== SOURCE DOCUMENT
The morning of June 4, 2018, began as a normal Monday in the Vanderpan household. After taking his son, Craig, to daycare, Matt Vanderpan went for a drive with the family dog to his parents’ house in East Grand Forks. He was in line at a gas station for breakfast on the way home when he noticed something was off.
“I felt different, but I didn’t feel like anything was really wrong,” Matt says. “I had driven about halfway home when it happened.”
While crossing the Murray Bridge in East Grand Forks, Matt’s vision became blurry, and he lost all coordination in his limbs.
“I felt like I was on a merry-go-round going 100 miles an hour,” Matt says. “My hands and legs weren’t working correctly. Everything was a blur.”
He was unaware of it then, but Matt, who was 38 years old at the time, was experiencing a stroke. While he wasn’t sure what was happening, Matt knew he had to do something—and driving home was out of the question. He pulled over and called his wife, McKynsay, to alert her.
“I don’t usually ask for help,” Matt says. “McKynsay told me that’s how she knew it was serious.”
McKynsay had dropped their daughter, Clara, off for tennis and was on her way to work when she got the call.
“He didn’t even want to go to the emergency room,” McKynsay says. “We drove back home, but when we got in the garage, I couldn’t get him out of the car.”
They went to Altru’s emergency room, where they learned Matt had suffered a stroke. Matt, a commercial property inspector with an active lifestyle, was shocked.
“I was no Olympic athlete or anything,” he says. “But I was healthy at the time.”
He spent a total of five days in intensive care, followed by 10 days at the Altru Specialty Center doing in-patient occupational therapy physical therapy rehab. After returning home Matt spent several months of physical and occupational therapy. Matt was encouraged by the compassionate staff and providers he encountered during his stay.
“I didn’t realize how many people at Altru would become important to my story,” Matt says. “I have a huge appreciation for everyone—doctors, nurses, physical and occupational therapists, as well as custodians and food servers. I was impressed with how much they impacted my journey.”
Better Every Day
During the summer following his stroke, Matt had to relearn how to stand, walk and use his hands. Teaching himself how to do simple tasks reminded him of parenting his two sons and daughter.
====
- [REQUIRED WORK]:
(1) Translate this sentence from the account of Matt Vanderpan's stroke into Spanish: "While crossing the Murray Bridge in East Grand Forks, Matt's vision became blurry, and he lost all coordination in his limbs."
(2) Pick up the account of Matt Vanderpan's stroke and recovery after its last sentence and carry it forward.
== DATASET ENTRIES
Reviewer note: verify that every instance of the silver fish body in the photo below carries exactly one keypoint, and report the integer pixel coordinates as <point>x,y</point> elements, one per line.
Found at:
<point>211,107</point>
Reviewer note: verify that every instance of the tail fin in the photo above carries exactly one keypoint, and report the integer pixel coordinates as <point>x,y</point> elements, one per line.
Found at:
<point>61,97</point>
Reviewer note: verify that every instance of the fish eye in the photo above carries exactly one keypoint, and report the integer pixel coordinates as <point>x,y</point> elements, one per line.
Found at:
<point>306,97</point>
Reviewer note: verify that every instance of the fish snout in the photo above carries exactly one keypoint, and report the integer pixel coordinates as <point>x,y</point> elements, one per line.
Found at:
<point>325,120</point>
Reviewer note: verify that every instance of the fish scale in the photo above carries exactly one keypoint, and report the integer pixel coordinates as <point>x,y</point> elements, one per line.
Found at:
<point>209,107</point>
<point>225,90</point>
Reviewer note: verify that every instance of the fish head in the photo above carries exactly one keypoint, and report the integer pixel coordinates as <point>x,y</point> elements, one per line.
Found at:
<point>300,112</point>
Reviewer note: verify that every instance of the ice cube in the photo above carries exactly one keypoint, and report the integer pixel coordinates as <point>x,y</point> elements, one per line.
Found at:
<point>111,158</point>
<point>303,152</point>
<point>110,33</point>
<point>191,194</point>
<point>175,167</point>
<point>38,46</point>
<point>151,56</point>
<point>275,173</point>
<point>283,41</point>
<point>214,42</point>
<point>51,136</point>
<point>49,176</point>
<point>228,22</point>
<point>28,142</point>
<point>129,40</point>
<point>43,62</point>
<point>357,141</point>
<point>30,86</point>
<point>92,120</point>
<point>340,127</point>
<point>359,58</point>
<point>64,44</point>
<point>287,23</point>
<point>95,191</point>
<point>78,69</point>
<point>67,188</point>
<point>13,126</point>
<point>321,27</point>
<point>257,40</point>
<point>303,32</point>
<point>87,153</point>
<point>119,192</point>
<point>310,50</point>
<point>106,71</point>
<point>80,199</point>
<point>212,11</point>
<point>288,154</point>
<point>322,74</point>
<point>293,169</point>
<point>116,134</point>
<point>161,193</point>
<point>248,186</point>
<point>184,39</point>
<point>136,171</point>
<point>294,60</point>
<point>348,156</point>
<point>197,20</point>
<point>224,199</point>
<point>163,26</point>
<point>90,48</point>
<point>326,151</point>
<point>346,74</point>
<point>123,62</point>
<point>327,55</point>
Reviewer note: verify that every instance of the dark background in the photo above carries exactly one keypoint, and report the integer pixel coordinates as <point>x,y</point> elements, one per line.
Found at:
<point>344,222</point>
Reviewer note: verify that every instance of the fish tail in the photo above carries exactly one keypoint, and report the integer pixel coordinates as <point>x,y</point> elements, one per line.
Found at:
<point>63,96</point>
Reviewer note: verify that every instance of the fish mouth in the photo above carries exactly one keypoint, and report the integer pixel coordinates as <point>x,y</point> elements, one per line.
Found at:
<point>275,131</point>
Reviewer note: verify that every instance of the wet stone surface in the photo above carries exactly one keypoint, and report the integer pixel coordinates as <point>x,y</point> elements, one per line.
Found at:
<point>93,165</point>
====
- [EXPECTED RESPONSES]:
(1) Mientras cruzaba el puente Murray en East Grand Forks, la visión de Matt se volvió borrosa y perdió toda la coordinación de sus extremidades.

(2)
“When we first learn to walk or feed ourselves, we’re messy and clumsy, but the more we do it, the better we get,” he says. “I had 38 years of doing things a certain way. Now, two years later, there are some things I’ve had to learn to do differently, and that’s OK.”
Matt says that his health is still improving, and while he’s recognized his life will be different after the stroke, he is determined to make the most of it.
“There are good days and bad days, and sometimes it’s hard to realize I’ll never be where I was before,” he admits. “However, I have the opportunity to be the best version of myself post-stroke. I try to look at the challenges I face as chances to improve myself a little more every day.”
Unusual Stroke Symptoms: What You Need to Know
The American Stroke Association recommends using the acronym FAST. When assessing stroke symptoms: Face drooping, Arm weakness, and Speech difficulty mean it’s Time to call 911. However, some patients, such as Matt Vanderpan, exhibit different stroke symptoms. In Matt’s case, it was trouble seeing and a loss of balance and coordination.
“At first, I thought it was my inner ear or something about my balance or equilibrium,” Matt says. “I was very surprised to learn it was a stroke.”
Being aware of unusual stroke symptoms could save the life of someone you love. Some uncommon stroke symptoms include:
- Confusion or difficulty understanding speech
- Difficulty seeing in one or both eyes
- Dizziness or trouble walking
- Loss of balance or coordination
- Numbness or weakness in the face, arm or leg, especially on one side of the body
- Severe headaches with no detectable cause
These symptoms, when they occur suddenly, could be a sign of stroke. Call 911 immediately if you suspect something is wrong.